» **Set task**: Collect every line in the items below that contains the word "number". Only lines whose capitalization matches it count.

==== Provided data

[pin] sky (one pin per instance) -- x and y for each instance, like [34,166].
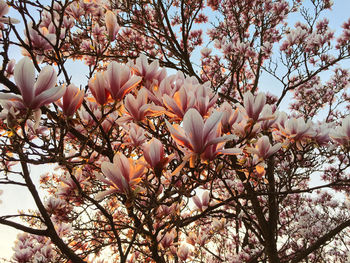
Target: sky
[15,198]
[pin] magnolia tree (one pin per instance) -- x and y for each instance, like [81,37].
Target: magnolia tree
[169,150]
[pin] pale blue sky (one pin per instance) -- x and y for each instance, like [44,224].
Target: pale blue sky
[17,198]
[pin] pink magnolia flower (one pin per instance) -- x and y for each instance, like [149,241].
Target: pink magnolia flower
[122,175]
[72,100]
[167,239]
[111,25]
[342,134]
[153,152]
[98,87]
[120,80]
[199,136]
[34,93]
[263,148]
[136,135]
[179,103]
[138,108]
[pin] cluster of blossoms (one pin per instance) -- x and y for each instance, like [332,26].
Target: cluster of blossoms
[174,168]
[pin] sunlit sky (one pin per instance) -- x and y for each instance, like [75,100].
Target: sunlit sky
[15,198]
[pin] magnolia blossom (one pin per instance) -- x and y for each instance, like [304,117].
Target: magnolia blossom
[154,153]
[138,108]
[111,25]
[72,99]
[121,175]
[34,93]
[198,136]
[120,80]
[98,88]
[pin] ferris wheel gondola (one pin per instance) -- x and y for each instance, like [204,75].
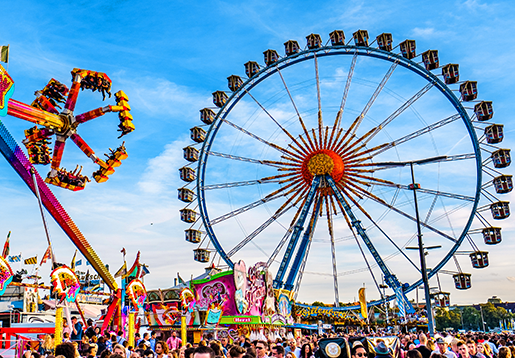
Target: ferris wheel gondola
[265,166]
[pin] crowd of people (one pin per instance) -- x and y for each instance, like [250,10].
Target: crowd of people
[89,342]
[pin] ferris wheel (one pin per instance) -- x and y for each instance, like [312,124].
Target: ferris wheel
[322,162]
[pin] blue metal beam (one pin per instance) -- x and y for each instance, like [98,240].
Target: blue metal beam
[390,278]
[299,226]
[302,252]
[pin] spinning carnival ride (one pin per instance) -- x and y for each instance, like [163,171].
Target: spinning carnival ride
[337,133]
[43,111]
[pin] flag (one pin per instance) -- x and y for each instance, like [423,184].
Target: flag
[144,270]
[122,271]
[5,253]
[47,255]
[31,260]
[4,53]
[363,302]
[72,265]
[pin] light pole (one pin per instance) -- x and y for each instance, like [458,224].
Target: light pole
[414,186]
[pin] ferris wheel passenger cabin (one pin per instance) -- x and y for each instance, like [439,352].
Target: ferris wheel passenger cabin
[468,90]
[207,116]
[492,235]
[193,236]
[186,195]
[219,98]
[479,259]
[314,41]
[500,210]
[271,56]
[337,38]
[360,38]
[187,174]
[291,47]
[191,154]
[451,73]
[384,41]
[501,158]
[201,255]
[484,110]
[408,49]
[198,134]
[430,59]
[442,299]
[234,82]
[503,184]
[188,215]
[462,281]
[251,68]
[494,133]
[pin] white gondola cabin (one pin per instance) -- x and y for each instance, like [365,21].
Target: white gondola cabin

========
==== Provided data

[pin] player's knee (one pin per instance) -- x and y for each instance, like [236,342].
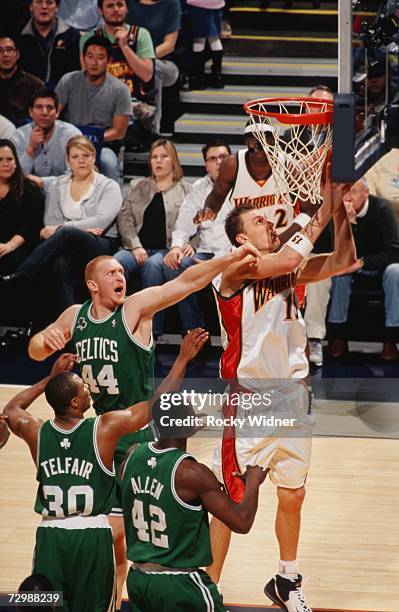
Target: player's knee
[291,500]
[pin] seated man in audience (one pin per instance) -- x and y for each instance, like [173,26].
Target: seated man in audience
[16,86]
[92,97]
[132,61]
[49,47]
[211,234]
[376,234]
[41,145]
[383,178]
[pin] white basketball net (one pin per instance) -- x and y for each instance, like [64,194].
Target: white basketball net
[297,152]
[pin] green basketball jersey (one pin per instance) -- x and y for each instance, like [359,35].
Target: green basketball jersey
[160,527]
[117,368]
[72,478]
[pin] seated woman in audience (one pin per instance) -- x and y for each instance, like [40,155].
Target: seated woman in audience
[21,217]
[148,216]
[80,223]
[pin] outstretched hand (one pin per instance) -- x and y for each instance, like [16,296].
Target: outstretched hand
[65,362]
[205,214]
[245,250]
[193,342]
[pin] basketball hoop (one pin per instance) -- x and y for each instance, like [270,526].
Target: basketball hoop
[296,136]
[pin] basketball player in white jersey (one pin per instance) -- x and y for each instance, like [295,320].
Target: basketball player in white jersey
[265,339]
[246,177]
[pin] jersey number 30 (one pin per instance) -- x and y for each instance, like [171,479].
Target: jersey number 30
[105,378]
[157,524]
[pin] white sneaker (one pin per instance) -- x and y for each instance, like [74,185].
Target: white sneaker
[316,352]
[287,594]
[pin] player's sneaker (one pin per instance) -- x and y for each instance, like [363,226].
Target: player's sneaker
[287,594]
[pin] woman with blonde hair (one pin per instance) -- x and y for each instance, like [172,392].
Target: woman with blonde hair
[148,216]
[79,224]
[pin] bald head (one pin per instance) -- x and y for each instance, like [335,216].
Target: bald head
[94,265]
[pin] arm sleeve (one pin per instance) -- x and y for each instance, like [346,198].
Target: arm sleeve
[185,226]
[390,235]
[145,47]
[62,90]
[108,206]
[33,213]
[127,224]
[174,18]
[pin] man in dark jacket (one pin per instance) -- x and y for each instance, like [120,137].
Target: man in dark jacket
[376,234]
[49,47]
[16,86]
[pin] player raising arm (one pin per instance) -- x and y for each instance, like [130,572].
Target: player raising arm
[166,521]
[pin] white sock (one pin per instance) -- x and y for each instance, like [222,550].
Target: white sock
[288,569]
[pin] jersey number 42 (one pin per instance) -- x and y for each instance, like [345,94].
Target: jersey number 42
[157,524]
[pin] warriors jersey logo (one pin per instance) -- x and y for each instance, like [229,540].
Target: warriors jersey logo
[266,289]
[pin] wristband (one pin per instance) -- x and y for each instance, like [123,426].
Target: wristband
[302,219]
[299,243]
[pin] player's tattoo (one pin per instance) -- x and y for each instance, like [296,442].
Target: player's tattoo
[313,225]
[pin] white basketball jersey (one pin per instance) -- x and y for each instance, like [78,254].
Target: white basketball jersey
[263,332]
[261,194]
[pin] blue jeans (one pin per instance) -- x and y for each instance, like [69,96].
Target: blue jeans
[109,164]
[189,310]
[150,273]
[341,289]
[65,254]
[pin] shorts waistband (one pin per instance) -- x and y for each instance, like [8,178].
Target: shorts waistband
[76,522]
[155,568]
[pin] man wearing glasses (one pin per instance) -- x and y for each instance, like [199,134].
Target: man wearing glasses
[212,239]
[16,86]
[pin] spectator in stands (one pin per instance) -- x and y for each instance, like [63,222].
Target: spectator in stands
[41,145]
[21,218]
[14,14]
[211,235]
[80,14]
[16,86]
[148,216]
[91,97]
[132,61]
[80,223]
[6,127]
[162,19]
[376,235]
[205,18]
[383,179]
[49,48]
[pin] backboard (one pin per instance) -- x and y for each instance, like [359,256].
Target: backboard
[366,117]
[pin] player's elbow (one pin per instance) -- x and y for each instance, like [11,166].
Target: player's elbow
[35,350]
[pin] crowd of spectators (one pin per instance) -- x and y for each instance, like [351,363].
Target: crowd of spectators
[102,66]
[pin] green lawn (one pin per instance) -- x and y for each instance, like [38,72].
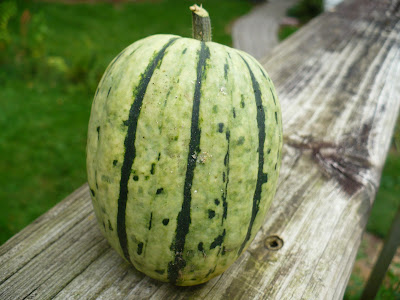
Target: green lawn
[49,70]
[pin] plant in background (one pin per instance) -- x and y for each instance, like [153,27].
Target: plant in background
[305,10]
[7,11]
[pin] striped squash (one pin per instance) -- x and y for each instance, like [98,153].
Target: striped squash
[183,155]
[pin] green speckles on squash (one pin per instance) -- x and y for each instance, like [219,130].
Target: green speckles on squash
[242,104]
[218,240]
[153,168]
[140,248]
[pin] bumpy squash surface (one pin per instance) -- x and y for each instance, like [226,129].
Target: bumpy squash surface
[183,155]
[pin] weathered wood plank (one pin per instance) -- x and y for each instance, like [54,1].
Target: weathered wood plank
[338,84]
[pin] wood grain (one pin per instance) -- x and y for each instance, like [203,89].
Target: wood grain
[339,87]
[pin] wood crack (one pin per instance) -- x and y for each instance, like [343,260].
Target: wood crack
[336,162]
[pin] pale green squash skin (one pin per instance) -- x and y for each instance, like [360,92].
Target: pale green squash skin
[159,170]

========

» **Response to this task**:
[pin] jersey number 30 (one pin per instance) -- x and y for each instance, like [171,479].
Target: jersey number 30
[pin] jersey number 42 (one pin per instance) -- x and y for each instance, like [345,94].
Target: jersey number 42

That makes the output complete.